▶ [Fragmento del texto]
:::
Acaba de insinuarse el otoño y hay una imagen que en estos momentos ilumina la exposición de mi memoria. Situado en un punto privilegiado de mis recuerdos veo un otoño de hace muchos años y yo caminando de la mano de mi padre por la calle Larga de Jerez, pisoteando hojas secas, esa hojarasca de vivos colores dorados, amarillos y hasta rojizos que tienen algo de mágico. Mi padre me explicaba que las hojas cambiaban de color a causa de un cambio de pigmento con la llegada del otoño y luego caían. Yo lo escuchaba medio distraído porque mi imaginación iba por otros derroteros más interesantes: me veía corriendo dentro de un bosque frondoso, escondiéndome de osos y lobos detrás de la húmeda sombra de sus árboles. De pronto mi padre se paró y yo dejé de imaginar, estábamos delante de una pequeña librería con nombre de papelería: Papel y tinta. Mi padre soltó mi mano y me dejó delante del escaparate de la librería haciéndome prometer que no me movería de allí mientras él buscaba un cuento sobre las estaciones del año.

Recuerdo la escena como si hubiera sucedido ayer: mi cuerpo endeble y aún infantil se empinó hasta pegar la cara al cristal del escaparate. Mis ojos estupefactos y curiosos recorrieron las imágenes y los colores de las portadas de todos aquellos libros expuestos detrás del cristal. Este recuerdo infantil fue mi primer encuentro con los libros. Ya adolescente volví a entrar en aquella librería, quería simplemente curiosear, ver, sentir ese cúmulo de sensaciones que te producen los títulos y los diseños de las portadas. Una señora de mediana edad se me acercó enseguida y casi inquisitoriamente me preguntó qué deseaba. Como no se me ocurrió nada salí a trompicones, casi pidiendo perdón por haber osado entrar en aquel lugar reservado para privilegiados.
:::
▶ [Datos almacenados]
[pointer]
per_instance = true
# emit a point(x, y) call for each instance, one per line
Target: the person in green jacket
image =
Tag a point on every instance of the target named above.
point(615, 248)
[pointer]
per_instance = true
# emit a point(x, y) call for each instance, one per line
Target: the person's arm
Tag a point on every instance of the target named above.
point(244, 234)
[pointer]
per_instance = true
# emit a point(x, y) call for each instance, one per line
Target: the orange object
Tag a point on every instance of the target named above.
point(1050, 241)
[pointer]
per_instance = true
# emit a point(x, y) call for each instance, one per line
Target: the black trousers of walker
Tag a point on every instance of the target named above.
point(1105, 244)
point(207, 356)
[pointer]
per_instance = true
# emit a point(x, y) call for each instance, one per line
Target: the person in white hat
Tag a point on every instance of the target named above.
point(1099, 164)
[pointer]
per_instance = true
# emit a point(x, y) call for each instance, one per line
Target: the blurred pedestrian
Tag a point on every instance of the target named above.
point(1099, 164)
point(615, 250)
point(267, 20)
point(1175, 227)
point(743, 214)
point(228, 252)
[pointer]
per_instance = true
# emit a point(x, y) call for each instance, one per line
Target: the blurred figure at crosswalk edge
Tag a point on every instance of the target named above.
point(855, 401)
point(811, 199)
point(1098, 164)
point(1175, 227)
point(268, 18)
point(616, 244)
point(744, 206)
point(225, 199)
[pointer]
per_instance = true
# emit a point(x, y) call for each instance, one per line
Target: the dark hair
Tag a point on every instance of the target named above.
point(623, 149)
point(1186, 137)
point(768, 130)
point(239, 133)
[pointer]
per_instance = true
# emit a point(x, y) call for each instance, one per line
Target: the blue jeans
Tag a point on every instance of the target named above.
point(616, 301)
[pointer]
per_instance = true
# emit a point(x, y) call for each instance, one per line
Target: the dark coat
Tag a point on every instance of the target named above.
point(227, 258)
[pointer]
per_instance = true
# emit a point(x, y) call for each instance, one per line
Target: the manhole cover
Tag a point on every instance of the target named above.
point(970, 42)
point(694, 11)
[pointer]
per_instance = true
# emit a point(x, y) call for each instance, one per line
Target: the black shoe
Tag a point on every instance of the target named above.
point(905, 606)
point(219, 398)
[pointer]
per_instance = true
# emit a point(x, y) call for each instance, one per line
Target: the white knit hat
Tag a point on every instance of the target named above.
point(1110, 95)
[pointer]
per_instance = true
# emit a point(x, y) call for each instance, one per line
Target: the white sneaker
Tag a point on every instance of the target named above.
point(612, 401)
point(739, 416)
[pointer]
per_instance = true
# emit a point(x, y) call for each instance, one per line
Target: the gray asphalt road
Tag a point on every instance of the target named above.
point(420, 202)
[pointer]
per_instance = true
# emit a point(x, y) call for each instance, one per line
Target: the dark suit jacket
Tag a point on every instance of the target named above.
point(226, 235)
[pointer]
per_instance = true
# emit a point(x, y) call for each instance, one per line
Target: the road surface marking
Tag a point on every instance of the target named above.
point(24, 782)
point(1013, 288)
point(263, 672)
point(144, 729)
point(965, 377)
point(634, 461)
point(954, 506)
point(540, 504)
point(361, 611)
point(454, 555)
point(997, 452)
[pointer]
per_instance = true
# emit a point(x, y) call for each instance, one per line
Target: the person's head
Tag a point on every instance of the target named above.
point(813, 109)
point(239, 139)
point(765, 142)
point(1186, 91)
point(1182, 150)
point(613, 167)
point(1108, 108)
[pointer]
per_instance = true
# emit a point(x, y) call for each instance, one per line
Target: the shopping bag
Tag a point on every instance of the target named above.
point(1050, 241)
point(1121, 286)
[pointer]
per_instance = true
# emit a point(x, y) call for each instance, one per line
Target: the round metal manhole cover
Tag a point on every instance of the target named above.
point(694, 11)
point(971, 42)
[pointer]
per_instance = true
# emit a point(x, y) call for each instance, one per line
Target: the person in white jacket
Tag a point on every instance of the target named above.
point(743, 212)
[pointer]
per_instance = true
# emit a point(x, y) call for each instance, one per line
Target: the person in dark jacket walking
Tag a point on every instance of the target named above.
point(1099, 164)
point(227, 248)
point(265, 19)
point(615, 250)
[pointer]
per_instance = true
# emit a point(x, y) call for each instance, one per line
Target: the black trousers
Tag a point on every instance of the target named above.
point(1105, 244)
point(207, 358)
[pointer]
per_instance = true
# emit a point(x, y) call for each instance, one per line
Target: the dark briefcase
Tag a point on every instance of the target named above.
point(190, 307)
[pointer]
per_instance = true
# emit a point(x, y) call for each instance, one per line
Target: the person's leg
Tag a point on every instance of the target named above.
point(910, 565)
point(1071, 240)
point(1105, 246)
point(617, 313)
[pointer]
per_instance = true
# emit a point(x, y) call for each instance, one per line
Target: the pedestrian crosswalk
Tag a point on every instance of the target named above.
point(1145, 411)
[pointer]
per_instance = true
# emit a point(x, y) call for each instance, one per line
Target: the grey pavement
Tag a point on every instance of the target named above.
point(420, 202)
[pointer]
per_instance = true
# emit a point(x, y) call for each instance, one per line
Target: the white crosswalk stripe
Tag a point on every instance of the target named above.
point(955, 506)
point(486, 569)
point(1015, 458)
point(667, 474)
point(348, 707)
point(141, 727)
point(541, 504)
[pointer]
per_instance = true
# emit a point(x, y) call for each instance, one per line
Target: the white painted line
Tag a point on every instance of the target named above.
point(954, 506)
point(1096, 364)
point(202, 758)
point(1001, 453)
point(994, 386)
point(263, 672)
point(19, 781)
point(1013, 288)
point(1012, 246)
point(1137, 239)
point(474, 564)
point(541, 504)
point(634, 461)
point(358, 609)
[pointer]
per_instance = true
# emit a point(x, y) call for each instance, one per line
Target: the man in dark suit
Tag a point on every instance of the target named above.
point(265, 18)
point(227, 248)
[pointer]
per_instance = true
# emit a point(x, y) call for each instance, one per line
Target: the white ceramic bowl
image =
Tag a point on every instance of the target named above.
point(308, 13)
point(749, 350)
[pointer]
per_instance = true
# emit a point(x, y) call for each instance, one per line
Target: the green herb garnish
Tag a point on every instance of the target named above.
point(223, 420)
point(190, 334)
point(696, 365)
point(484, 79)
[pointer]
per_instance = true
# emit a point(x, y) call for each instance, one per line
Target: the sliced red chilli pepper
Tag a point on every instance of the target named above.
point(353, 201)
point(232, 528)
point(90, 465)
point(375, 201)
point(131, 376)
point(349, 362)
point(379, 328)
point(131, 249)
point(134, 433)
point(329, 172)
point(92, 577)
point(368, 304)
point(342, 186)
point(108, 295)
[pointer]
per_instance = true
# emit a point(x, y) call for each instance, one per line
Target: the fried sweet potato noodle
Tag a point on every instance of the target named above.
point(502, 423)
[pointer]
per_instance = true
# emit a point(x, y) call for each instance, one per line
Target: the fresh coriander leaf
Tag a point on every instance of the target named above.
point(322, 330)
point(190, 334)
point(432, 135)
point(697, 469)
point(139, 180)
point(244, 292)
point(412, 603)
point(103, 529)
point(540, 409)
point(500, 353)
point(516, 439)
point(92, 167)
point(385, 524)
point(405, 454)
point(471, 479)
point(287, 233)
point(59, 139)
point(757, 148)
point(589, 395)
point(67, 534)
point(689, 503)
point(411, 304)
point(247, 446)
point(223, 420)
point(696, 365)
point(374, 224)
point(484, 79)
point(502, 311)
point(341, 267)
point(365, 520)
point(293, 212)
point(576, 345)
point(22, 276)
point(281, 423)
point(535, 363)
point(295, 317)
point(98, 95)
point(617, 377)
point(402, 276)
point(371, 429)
:::
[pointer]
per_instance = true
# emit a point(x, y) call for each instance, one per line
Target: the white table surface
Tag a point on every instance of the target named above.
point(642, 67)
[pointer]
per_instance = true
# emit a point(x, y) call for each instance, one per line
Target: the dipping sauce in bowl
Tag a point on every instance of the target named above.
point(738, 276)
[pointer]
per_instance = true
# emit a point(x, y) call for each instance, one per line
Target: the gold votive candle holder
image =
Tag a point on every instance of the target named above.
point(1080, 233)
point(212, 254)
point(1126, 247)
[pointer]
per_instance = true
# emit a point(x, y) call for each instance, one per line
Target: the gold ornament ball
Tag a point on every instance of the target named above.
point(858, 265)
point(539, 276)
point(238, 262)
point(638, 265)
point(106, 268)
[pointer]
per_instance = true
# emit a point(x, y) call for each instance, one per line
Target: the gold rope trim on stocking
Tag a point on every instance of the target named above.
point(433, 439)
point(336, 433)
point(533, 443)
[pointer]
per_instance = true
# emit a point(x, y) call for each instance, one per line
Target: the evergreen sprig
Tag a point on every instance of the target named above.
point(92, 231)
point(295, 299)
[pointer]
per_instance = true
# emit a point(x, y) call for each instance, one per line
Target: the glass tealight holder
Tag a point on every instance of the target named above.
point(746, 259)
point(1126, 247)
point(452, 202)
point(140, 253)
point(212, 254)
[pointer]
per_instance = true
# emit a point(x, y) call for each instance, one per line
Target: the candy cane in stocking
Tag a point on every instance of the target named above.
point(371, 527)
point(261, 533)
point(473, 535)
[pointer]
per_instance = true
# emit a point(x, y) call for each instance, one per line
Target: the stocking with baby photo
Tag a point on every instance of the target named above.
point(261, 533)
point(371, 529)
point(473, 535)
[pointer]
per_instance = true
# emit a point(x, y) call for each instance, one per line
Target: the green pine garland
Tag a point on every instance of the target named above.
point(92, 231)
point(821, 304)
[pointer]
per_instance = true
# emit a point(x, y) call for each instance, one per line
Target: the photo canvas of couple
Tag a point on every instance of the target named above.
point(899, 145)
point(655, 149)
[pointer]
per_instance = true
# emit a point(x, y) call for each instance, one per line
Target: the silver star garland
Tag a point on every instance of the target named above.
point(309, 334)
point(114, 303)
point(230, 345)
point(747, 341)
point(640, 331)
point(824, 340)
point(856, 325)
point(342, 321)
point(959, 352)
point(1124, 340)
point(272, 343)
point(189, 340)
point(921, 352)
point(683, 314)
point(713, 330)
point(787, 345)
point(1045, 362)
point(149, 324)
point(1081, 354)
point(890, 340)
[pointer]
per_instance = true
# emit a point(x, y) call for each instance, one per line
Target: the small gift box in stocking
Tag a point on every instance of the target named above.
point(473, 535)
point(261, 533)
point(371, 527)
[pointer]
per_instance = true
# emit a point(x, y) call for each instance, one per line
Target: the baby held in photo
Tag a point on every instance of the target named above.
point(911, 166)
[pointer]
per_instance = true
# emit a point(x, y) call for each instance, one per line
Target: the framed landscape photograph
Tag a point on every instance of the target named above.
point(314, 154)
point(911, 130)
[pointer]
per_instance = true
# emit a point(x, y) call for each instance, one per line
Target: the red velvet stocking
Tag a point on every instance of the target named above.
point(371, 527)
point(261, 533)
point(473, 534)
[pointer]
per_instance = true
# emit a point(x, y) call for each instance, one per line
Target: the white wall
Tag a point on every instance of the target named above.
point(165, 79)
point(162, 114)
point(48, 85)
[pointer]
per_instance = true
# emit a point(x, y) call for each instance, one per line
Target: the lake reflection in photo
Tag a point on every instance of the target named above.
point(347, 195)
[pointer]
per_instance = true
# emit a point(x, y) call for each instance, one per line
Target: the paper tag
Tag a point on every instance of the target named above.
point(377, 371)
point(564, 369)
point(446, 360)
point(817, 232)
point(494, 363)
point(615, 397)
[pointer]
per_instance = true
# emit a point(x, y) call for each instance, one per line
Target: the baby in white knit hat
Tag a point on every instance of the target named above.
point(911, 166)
:::
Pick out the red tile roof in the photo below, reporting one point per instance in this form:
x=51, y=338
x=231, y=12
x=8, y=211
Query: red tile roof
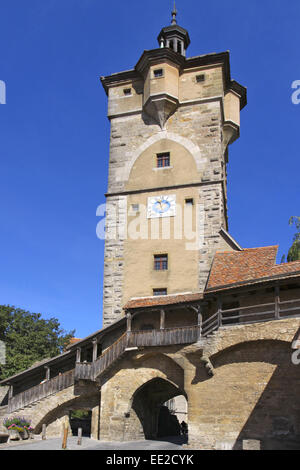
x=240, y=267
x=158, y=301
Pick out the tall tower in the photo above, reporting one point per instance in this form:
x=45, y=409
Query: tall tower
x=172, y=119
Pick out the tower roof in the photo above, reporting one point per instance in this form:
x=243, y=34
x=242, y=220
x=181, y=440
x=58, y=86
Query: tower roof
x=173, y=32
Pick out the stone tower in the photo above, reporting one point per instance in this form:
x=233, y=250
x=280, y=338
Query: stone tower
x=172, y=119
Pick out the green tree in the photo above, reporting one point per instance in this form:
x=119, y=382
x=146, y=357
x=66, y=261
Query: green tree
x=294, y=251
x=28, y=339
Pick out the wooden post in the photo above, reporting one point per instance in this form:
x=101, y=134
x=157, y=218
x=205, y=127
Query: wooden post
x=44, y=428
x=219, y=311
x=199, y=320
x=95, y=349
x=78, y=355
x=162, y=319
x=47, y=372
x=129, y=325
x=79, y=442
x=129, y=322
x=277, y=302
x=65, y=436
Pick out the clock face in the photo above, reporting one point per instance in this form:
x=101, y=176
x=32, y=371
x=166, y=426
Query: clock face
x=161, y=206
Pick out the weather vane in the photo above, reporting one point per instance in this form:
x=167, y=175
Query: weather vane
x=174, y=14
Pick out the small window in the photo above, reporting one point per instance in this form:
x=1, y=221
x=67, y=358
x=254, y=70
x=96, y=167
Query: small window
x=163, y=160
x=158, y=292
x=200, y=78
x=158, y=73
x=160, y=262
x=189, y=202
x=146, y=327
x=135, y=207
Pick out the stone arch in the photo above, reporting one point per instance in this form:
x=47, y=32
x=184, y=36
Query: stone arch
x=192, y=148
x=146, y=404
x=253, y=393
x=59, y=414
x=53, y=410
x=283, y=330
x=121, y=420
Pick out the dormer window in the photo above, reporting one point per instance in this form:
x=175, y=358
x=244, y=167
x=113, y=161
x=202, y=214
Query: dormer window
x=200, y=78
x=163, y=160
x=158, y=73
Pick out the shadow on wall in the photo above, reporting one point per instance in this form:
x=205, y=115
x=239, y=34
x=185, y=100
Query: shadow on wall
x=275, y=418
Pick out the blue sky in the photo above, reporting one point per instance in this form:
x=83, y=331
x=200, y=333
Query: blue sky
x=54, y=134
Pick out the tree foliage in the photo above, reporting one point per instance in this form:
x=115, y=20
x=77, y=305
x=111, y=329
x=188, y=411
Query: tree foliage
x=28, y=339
:::
▶ [Ejercicios propuestos]
(1) Indique si cada afirmación concuerda con el fragmento sobre la librería Papel y tinta. Responda sí o no y cite las palabras exactas del texto que lo deciden: (a) el padre entró en la librería a buscar un cuento sobre las estaciones del año; (b) quien narra escuchaba con toda atención la explicación de su padre sobre las hojas; (c) ya adolescente, quien narra compró un libro en aquella librería.
(2) Según el fragmento sobre la librería Papel y tinta, ¿por qué quien narra escuchaba solo a medias la explicación de su padre sobre las hojas? Explíquelo en una a tres oraciones.
(3) Prosiga el relato sobre la librería Papel y tinta a partir de su última oración.
Para esta actividad no hace falta consultar los datos.

▶ [Respuestas numeradas]
(1)
(a) Sí: «mientras él buscaba un cuento sobre las estaciones del año».
(b) No: «Yo lo escuchaba medio distraído».
(c) No: «Como no se me ocurrió nada salí a trompicones».

(2) Quien narra escuchaba así porque su imaginación iba por otros derroteros más interesantes. Se veía corriendo dentro de un bosque frondoso y escondiéndose de osos y lobos detrás de la húmeda sombra de los árboles.

(3)
Ayer el tiempo acompañaba y salí a dar un paseo por la tarde. Es ya otoño y como aún las hojas de los árboles no han comenzado a caer, me fui a buscar otras hojas. Pasé algunas horas en varias librerías del centro de Sevilla. Hoy las librerías no son como las de antaño, nadie sale a tu paso a preguntarte inquisitoriamente qué deseas. Paseas libremente entre sus estanterías y entre las mesas donde se apilan libros para todos los gustos, oliendo a papel, tocando las texturas de sus portadas, descubriendo nuevos títulos y nuevas emociones. A mi lado otros paseantes silenciosos gozaban de este inmenso placer de acariciar libros. El suave sonido del pasar páginas era la mejor música para descubrir ese beneficio que la lectura nos proporciona, un beneficio irrepetibles y personal que nos hace mejores, nos regala información, y educación, nos predispone a interrogar; poner en tela de juicio y a discrepar; nos aporta entretenimiento y distracción; nos amplía la capacidad de visión y, sobre todo, nos da un gran placer.

Vivan los libros y las nuevas librerías.